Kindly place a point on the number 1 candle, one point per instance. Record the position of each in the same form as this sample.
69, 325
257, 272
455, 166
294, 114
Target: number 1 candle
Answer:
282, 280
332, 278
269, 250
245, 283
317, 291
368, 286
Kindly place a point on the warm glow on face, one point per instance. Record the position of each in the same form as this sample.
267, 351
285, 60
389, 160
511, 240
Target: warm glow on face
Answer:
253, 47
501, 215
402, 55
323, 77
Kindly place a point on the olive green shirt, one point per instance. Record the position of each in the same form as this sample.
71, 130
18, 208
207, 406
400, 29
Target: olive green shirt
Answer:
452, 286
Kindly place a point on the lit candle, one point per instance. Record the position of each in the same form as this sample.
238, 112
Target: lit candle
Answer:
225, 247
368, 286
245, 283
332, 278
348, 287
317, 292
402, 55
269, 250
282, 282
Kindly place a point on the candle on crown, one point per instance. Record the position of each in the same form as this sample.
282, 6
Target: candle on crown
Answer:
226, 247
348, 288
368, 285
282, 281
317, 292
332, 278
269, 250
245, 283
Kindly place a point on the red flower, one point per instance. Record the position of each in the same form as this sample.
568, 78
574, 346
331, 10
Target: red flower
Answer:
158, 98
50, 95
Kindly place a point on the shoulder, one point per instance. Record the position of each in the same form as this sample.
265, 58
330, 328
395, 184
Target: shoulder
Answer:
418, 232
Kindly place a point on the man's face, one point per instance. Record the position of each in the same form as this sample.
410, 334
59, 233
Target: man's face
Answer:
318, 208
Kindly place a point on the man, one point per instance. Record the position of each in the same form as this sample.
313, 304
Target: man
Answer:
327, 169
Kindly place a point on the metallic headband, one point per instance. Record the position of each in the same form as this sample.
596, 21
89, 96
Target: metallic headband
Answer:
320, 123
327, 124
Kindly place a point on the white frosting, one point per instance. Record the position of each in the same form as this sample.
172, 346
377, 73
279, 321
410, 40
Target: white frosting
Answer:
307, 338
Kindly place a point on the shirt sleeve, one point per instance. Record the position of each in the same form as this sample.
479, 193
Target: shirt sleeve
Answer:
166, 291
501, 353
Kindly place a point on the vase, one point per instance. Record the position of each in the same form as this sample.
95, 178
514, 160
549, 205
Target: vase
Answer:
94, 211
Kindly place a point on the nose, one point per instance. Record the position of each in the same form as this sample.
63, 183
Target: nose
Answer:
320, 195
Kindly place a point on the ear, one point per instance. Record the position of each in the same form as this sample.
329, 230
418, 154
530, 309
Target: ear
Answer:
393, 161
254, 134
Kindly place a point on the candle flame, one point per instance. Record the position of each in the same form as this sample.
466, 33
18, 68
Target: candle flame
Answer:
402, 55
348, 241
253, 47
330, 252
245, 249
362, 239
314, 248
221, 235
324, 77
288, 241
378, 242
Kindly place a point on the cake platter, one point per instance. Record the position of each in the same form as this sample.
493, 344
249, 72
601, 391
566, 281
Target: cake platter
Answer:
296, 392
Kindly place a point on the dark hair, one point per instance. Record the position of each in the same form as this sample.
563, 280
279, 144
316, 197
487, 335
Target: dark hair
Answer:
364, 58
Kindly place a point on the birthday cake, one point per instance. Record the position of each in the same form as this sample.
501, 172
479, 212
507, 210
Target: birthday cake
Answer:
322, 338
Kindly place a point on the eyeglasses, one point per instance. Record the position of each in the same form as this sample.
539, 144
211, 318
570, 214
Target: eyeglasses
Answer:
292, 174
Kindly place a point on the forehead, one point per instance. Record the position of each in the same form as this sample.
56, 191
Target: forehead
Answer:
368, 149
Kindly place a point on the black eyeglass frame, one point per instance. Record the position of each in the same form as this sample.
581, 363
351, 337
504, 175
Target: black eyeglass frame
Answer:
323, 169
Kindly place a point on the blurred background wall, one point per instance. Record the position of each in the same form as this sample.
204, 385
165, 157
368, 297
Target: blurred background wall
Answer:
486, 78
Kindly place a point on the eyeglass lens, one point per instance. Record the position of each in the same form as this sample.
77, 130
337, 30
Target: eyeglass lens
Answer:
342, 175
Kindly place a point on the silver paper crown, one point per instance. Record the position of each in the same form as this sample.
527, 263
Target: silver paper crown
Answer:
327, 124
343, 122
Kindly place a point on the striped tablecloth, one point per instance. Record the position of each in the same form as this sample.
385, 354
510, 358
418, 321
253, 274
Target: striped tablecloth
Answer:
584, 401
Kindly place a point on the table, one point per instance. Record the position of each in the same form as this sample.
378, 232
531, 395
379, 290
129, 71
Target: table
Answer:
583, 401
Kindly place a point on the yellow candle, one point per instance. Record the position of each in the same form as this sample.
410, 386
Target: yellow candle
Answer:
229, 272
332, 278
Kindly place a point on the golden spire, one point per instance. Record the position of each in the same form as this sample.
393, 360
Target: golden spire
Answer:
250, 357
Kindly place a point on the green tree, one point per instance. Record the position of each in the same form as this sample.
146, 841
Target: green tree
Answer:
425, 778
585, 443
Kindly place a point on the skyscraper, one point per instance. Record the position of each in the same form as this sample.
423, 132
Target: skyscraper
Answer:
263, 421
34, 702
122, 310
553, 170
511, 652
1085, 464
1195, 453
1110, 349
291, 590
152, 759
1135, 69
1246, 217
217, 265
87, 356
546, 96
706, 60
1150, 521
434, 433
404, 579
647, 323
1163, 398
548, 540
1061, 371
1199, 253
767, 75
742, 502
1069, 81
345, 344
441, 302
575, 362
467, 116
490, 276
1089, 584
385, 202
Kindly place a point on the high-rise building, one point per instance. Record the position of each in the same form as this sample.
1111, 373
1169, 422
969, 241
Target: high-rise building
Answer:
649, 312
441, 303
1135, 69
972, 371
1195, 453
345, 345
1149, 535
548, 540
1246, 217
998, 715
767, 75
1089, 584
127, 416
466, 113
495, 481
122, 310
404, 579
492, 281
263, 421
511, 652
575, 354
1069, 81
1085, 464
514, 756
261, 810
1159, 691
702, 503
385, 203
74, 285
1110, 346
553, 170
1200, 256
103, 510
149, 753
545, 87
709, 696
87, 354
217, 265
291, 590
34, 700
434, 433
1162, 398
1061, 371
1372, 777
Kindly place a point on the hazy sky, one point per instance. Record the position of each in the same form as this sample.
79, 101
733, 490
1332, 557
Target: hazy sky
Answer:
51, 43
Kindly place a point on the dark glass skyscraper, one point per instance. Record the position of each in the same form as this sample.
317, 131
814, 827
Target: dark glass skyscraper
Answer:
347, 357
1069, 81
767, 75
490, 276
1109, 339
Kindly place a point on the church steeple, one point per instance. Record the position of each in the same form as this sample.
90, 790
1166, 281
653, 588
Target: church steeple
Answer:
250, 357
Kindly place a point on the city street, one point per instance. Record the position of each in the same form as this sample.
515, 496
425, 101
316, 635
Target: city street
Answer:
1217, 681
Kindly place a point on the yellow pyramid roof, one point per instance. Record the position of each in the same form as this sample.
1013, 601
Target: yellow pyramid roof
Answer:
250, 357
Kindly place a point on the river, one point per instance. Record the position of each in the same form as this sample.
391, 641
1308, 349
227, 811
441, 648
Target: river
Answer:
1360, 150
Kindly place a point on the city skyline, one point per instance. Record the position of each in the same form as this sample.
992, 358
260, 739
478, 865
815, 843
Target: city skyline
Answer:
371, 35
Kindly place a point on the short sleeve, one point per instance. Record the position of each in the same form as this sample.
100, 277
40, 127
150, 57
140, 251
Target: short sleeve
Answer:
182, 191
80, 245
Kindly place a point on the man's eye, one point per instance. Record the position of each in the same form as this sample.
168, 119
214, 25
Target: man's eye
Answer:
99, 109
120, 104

------------

* _PROBLEM TO SOLVE_
Among the lines of the data above, find those with the word "shirt" and show them.

* _ANSWER_
Kindly place a point on the olive green shirt, one point per instance. Record the position of each in the same form as this sample.
Target: olive green shirt
Kindly place a point on the shirt sleeve, one point per instance. Record the position of each in the same form as this sample.
Target: shirt sleeve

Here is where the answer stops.